* YOUR OBJECTIVE
Below are entries; copy exactly the lines from the one with "Scan the screenshot above and identify where the mossy" through the one with "Scan the screenshot above and identify where the overhanging", both included, and leave out the rest.
BEGIN
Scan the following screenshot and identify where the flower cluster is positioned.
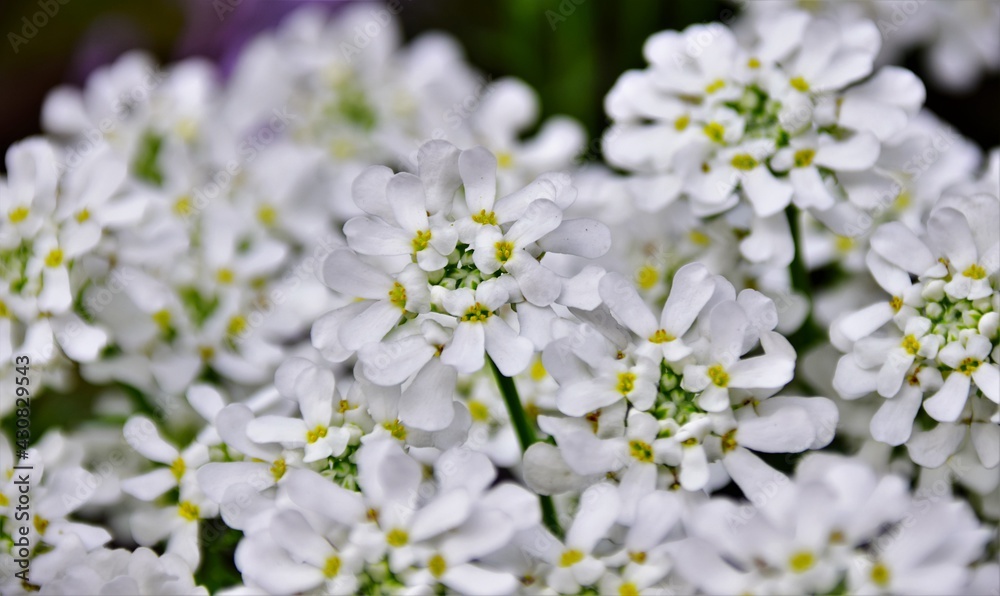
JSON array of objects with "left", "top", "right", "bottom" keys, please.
[{"left": 1, "top": 3, "right": 997, "bottom": 596}]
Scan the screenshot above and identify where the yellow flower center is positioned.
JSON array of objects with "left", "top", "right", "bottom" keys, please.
[
  {"left": 386, "top": 528, "right": 409, "bottom": 547},
  {"left": 428, "top": 554, "right": 447, "bottom": 578},
  {"left": 257, "top": 204, "right": 277, "bottom": 226},
  {"left": 270, "top": 458, "right": 286, "bottom": 481},
  {"left": 170, "top": 457, "right": 186, "bottom": 481},
  {"left": 495, "top": 240, "right": 515, "bottom": 263},
  {"left": 689, "top": 230, "right": 711, "bottom": 246},
  {"left": 216, "top": 268, "right": 235, "bottom": 284},
  {"left": 471, "top": 209, "right": 498, "bottom": 225},
  {"left": 0, "top": 300, "right": 10, "bottom": 318},
  {"left": 705, "top": 79, "right": 726, "bottom": 94},
  {"left": 636, "top": 265, "right": 659, "bottom": 290},
  {"left": 468, "top": 400, "right": 491, "bottom": 422},
  {"left": 530, "top": 357, "right": 547, "bottom": 381},
  {"left": 747, "top": 57, "right": 761, "bottom": 69},
  {"left": 199, "top": 345, "right": 215, "bottom": 361},
  {"left": 721, "top": 429, "right": 738, "bottom": 453},
  {"left": 412, "top": 229, "right": 432, "bottom": 252},
  {"left": 789, "top": 76, "right": 810, "bottom": 92},
  {"left": 674, "top": 115, "right": 690, "bottom": 131},
  {"left": 649, "top": 329, "right": 676, "bottom": 344},
  {"left": 173, "top": 196, "right": 193, "bottom": 217},
  {"left": 617, "top": 371, "right": 637, "bottom": 395},
  {"left": 152, "top": 309, "right": 172, "bottom": 331},
  {"left": 496, "top": 151, "right": 514, "bottom": 169},
  {"left": 889, "top": 296, "right": 903, "bottom": 312},
  {"left": 794, "top": 148, "right": 816, "bottom": 168},
  {"left": 462, "top": 302, "right": 492, "bottom": 322},
  {"left": 34, "top": 515, "right": 49, "bottom": 535},
  {"left": 8, "top": 206, "right": 29, "bottom": 223},
  {"left": 681, "top": 437, "right": 698, "bottom": 447},
  {"left": 628, "top": 551, "right": 647, "bottom": 564},
  {"left": 703, "top": 122, "right": 726, "bottom": 143},
  {"left": 227, "top": 315, "right": 248, "bottom": 337},
  {"left": 788, "top": 550, "right": 815, "bottom": 573},
  {"left": 559, "top": 549, "right": 585, "bottom": 567},
  {"left": 383, "top": 419, "right": 407, "bottom": 441},
  {"left": 708, "top": 364, "right": 729, "bottom": 387},
  {"left": 958, "top": 357, "right": 981, "bottom": 375},
  {"left": 870, "top": 562, "right": 891, "bottom": 587},
  {"left": 619, "top": 583, "right": 640, "bottom": 596},
  {"left": 323, "top": 555, "right": 341, "bottom": 578},
  {"left": 305, "top": 425, "right": 328, "bottom": 443},
  {"left": 901, "top": 334, "right": 920, "bottom": 355},
  {"left": 388, "top": 282, "right": 407, "bottom": 310},
  {"left": 963, "top": 263, "right": 987, "bottom": 280},
  {"left": 834, "top": 236, "right": 854, "bottom": 252},
  {"left": 629, "top": 440, "right": 654, "bottom": 463},
  {"left": 44, "top": 248, "right": 64, "bottom": 268},
  {"left": 178, "top": 501, "right": 200, "bottom": 521},
  {"left": 730, "top": 153, "right": 758, "bottom": 170},
  {"left": 75, "top": 209, "right": 91, "bottom": 223},
  {"left": 0, "top": 493, "right": 9, "bottom": 507}
]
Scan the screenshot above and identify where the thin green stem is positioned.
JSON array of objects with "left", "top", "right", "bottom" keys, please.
[
  {"left": 487, "top": 356, "right": 563, "bottom": 539},
  {"left": 785, "top": 205, "right": 825, "bottom": 351}
]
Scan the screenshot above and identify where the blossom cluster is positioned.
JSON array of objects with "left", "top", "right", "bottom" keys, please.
[{"left": 1, "top": 3, "right": 997, "bottom": 595}]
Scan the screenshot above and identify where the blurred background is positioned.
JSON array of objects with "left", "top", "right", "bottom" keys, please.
[{"left": 1, "top": 0, "right": 998, "bottom": 162}]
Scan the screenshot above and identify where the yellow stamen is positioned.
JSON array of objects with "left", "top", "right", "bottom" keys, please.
[
  {"left": 901, "top": 335, "right": 920, "bottom": 355},
  {"left": 462, "top": 302, "right": 492, "bottom": 322},
  {"left": 617, "top": 371, "right": 637, "bottom": 395},
  {"left": 386, "top": 528, "right": 409, "bottom": 547},
  {"left": 788, "top": 550, "right": 815, "bottom": 573},
  {"left": 323, "top": 555, "right": 341, "bottom": 578},
  {"left": 170, "top": 457, "right": 186, "bottom": 481},
  {"left": 217, "top": 268, "right": 235, "bottom": 284},
  {"left": 705, "top": 79, "right": 726, "bottom": 94},
  {"left": 8, "top": 206, "right": 29, "bottom": 223},
  {"left": 649, "top": 329, "right": 676, "bottom": 344},
  {"left": 388, "top": 282, "right": 407, "bottom": 310},
  {"left": 963, "top": 263, "right": 986, "bottom": 280},
  {"left": 428, "top": 554, "right": 447, "bottom": 578},
  {"left": 178, "top": 501, "right": 200, "bottom": 521},
  {"left": 629, "top": 440, "right": 654, "bottom": 463},
  {"left": 471, "top": 209, "right": 498, "bottom": 225},
  {"left": 44, "top": 248, "right": 63, "bottom": 268},
  {"left": 559, "top": 549, "right": 584, "bottom": 567},
  {"left": 412, "top": 229, "right": 432, "bottom": 252},
  {"left": 708, "top": 364, "right": 729, "bottom": 387},
  {"left": 703, "top": 122, "right": 726, "bottom": 143},
  {"left": 794, "top": 148, "right": 816, "bottom": 168},
  {"left": 730, "top": 153, "right": 758, "bottom": 170},
  {"left": 789, "top": 77, "right": 810, "bottom": 92},
  {"left": 495, "top": 240, "right": 515, "bottom": 263}
]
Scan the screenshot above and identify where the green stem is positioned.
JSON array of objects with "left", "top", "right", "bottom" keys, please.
[
  {"left": 487, "top": 356, "right": 563, "bottom": 539},
  {"left": 785, "top": 205, "right": 825, "bottom": 352}
]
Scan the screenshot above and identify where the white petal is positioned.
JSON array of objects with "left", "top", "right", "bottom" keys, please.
[
  {"left": 680, "top": 446, "right": 710, "bottom": 491},
  {"left": 870, "top": 384, "right": 922, "bottom": 446},
  {"left": 870, "top": 222, "right": 936, "bottom": 274},
  {"left": 458, "top": 146, "right": 497, "bottom": 213},
  {"left": 321, "top": 249, "right": 391, "bottom": 298},
  {"left": 409, "top": 489, "right": 472, "bottom": 542},
  {"left": 972, "top": 364, "right": 999, "bottom": 403},
  {"left": 399, "top": 358, "right": 456, "bottom": 431},
  {"left": 38, "top": 266, "right": 72, "bottom": 313},
  {"left": 417, "top": 140, "right": 462, "bottom": 214},
  {"left": 877, "top": 350, "right": 914, "bottom": 398},
  {"left": 284, "top": 468, "right": 365, "bottom": 525},
  {"left": 361, "top": 336, "right": 437, "bottom": 386},
  {"left": 246, "top": 416, "right": 307, "bottom": 444},
  {"left": 505, "top": 199, "right": 563, "bottom": 245},
  {"left": 340, "top": 300, "right": 403, "bottom": 352},
  {"left": 557, "top": 380, "right": 622, "bottom": 417},
  {"left": 736, "top": 406, "right": 814, "bottom": 453},
  {"left": 294, "top": 365, "right": 335, "bottom": 428},
  {"left": 352, "top": 165, "right": 394, "bottom": 219},
  {"left": 728, "top": 355, "right": 794, "bottom": 389},
  {"left": 343, "top": 216, "right": 411, "bottom": 255},
  {"left": 923, "top": 373, "right": 971, "bottom": 423},
  {"left": 790, "top": 167, "right": 836, "bottom": 210},
  {"left": 123, "top": 416, "right": 179, "bottom": 464},
  {"left": 536, "top": 218, "right": 611, "bottom": 258},
  {"left": 599, "top": 272, "right": 658, "bottom": 337},
  {"left": 440, "top": 323, "right": 485, "bottom": 374},
  {"left": 120, "top": 469, "right": 177, "bottom": 501},
  {"left": 814, "top": 132, "right": 879, "bottom": 171},
  {"left": 743, "top": 167, "right": 792, "bottom": 217},
  {"left": 971, "top": 423, "right": 1000, "bottom": 469},
  {"left": 387, "top": 172, "right": 429, "bottom": 232},
  {"left": 484, "top": 317, "right": 533, "bottom": 376},
  {"left": 661, "top": 262, "right": 714, "bottom": 337},
  {"left": 567, "top": 483, "right": 621, "bottom": 553},
  {"left": 443, "top": 564, "right": 518, "bottom": 596},
  {"left": 906, "top": 423, "right": 966, "bottom": 468}
]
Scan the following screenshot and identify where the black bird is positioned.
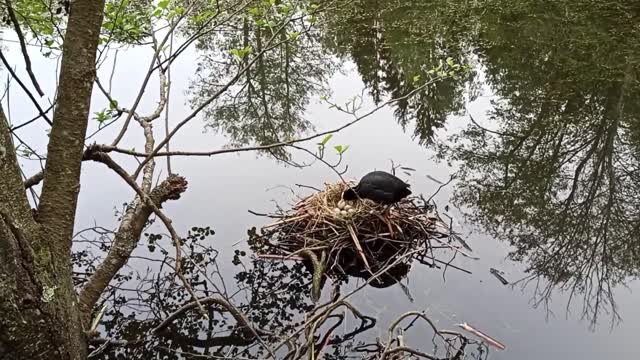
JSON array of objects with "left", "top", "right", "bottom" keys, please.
[{"left": 342, "top": 171, "right": 411, "bottom": 205}]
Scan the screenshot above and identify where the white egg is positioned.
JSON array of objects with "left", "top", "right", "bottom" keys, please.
[
  {"left": 341, "top": 210, "right": 348, "bottom": 215},
  {"left": 334, "top": 208, "right": 342, "bottom": 214},
  {"left": 348, "top": 208, "right": 356, "bottom": 214},
  {"left": 337, "top": 200, "right": 346, "bottom": 209}
]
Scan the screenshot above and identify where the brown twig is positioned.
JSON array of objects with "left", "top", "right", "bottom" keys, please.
[
  {"left": 110, "top": 0, "right": 196, "bottom": 147},
  {"left": 4, "top": 0, "right": 45, "bottom": 97},
  {"left": 82, "top": 147, "right": 207, "bottom": 318},
  {"left": 0, "top": 50, "right": 51, "bottom": 125},
  {"left": 10, "top": 102, "right": 55, "bottom": 132}
]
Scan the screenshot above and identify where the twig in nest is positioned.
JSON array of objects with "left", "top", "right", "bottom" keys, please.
[{"left": 347, "top": 224, "right": 372, "bottom": 274}]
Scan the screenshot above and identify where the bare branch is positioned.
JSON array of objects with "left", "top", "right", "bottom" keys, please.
[
  {"left": 132, "top": 14, "right": 311, "bottom": 179},
  {"left": 78, "top": 173, "right": 188, "bottom": 317},
  {"left": 4, "top": 0, "right": 45, "bottom": 97},
  {"left": 111, "top": 77, "right": 443, "bottom": 179},
  {"left": 153, "top": 296, "right": 269, "bottom": 338},
  {"left": 9, "top": 102, "right": 55, "bottom": 132},
  {"left": 0, "top": 50, "right": 52, "bottom": 126},
  {"left": 109, "top": 1, "right": 196, "bottom": 147},
  {"left": 23, "top": 170, "right": 44, "bottom": 189},
  {"left": 163, "top": 29, "right": 174, "bottom": 174},
  {"left": 80, "top": 147, "right": 207, "bottom": 318}
]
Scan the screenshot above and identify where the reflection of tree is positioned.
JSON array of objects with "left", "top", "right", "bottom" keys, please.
[
  {"left": 85, "top": 223, "right": 482, "bottom": 359},
  {"left": 87, "top": 225, "right": 382, "bottom": 359},
  {"left": 444, "top": 0, "right": 640, "bottom": 326},
  {"left": 322, "top": 0, "right": 477, "bottom": 143},
  {"left": 188, "top": 3, "right": 336, "bottom": 159},
  {"left": 89, "top": 226, "right": 304, "bottom": 359}
]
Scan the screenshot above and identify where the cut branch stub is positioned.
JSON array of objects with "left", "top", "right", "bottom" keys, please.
[{"left": 152, "top": 174, "right": 188, "bottom": 204}]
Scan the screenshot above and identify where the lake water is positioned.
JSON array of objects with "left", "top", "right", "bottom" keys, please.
[{"left": 5, "top": 0, "right": 640, "bottom": 358}]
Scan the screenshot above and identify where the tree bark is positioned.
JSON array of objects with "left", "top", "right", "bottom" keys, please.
[
  {"left": 0, "top": 0, "right": 105, "bottom": 358},
  {"left": 78, "top": 174, "right": 188, "bottom": 317}
]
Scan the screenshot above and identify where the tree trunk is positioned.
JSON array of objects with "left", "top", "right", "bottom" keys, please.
[{"left": 0, "top": 0, "right": 105, "bottom": 358}]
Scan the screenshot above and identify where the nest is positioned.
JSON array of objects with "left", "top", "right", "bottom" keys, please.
[{"left": 251, "top": 182, "right": 470, "bottom": 300}]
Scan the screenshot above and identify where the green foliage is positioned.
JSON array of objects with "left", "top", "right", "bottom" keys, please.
[
  {"left": 186, "top": 0, "right": 337, "bottom": 160},
  {"left": 92, "top": 100, "right": 119, "bottom": 125},
  {"left": 93, "top": 110, "right": 110, "bottom": 124},
  {"left": 10, "top": 0, "right": 62, "bottom": 36},
  {"left": 0, "top": 0, "right": 155, "bottom": 46},
  {"left": 334, "top": 144, "right": 349, "bottom": 154},
  {"left": 229, "top": 45, "right": 253, "bottom": 62},
  {"left": 101, "top": 0, "right": 153, "bottom": 44},
  {"left": 319, "top": 134, "right": 333, "bottom": 145}
]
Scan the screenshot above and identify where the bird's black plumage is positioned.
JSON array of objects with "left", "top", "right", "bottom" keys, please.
[{"left": 343, "top": 171, "right": 411, "bottom": 204}]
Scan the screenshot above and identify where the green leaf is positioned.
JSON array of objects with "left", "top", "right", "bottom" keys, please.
[
  {"left": 412, "top": 74, "right": 421, "bottom": 83},
  {"left": 334, "top": 145, "right": 343, "bottom": 153},
  {"left": 94, "top": 111, "right": 108, "bottom": 123},
  {"left": 109, "top": 100, "right": 119, "bottom": 110},
  {"left": 446, "top": 57, "right": 455, "bottom": 66},
  {"left": 340, "top": 145, "right": 350, "bottom": 154},
  {"left": 288, "top": 31, "right": 300, "bottom": 40},
  {"left": 158, "top": 0, "right": 170, "bottom": 10},
  {"left": 320, "top": 134, "right": 333, "bottom": 145}
]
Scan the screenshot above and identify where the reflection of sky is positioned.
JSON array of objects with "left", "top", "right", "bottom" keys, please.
[{"left": 3, "top": 38, "right": 638, "bottom": 359}]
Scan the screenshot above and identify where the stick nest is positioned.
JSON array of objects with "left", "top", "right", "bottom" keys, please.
[{"left": 251, "top": 182, "right": 467, "bottom": 299}]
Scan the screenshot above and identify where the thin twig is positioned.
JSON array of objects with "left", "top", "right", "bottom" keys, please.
[
  {"left": 0, "top": 50, "right": 51, "bottom": 125},
  {"left": 84, "top": 148, "right": 207, "bottom": 318},
  {"left": 4, "top": 0, "right": 45, "bottom": 96},
  {"left": 10, "top": 102, "right": 55, "bottom": 132}
]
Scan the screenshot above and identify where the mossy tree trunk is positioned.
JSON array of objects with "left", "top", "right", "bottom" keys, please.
[{"left": 0, "top": 0, "right": 106, "bottom": 358}]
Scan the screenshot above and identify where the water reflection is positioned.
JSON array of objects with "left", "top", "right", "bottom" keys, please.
[
  {"left": 91, "top": 227, "right": 317, "bottom": 359},
  {"left": 264, "top": 0, "right": 640, "bottom": 327},
  {"left": 89, "top": 227, "right": 479, "bottom": 359},
  {"left": 321, "top": 0, "right": 477, "bottom": 143},
  {"left": 188, "top": 0, "right": 640, "bottom": 322},
  {"left": 438, "top": 1, "right": 640, "bottom": 325},
  {"left": 187, "top": 2, "right": 336, "bottom": 159},
  {"left": 180, "top": 0, "right": 640, "bottom": 334}
]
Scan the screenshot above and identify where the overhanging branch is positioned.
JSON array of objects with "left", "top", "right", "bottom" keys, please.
[{"left": 77, "top": 168, "right": 187, "bottom": 317}]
END
* ANSWER TO THIS EXERCISE
Scan the screenshot above and identify where the mossy tree trunk is positioned.
JSON array of objects with "left", "top", "right", "bottom" keys, please.
[{"left": 0, "top": 0, "right": 106, "bottom": 358}]
Scan the screenshot above and identify where the water reflection is positioned.
JSON array of objects with "left", "top", "right", "bottom" keys, please.
[
  {"left": 91, "top": 227, "right": 317, "bottom": 359},
  {"left": 264, "top": 0, "right": 640, "bottom": 327},
  {"left": 89, "top": 227, "right": 479, "bottom": 359},
  {"left": 321, "top": 0, "right": 477, "bottom": 143},
  {"left": 188, "top": 0, "right": 640, "bottom": 322},
  {"left": 438, "top": 1, "right": 640, "bottom": 325},
  {"left": 187, "top": 2, "right": 336, "bottom": 159},
  {"left": 180, "top": 0, "right": 640, "bottom": 334}
]
Scan the screenshot above and identify where the overhanging branch is positioned.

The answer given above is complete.